• PROVIDED RECORDS:

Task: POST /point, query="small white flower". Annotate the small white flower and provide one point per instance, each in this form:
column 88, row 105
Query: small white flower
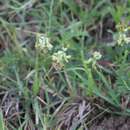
column 97, row 55
column 43, row 43
column 60, row 57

• PROBLEM STATEMENT:
Reproduce the items above word for word, leaving out the pictures.

• WRITTEN SOLUTION:
Task: POST /point, query="small white flower". Annotate the small white flower and provide one point per instance, each in this form:
column 88, row 105
Query: small white flower
column 97, row 55
column 43, row 43
column 60, row 57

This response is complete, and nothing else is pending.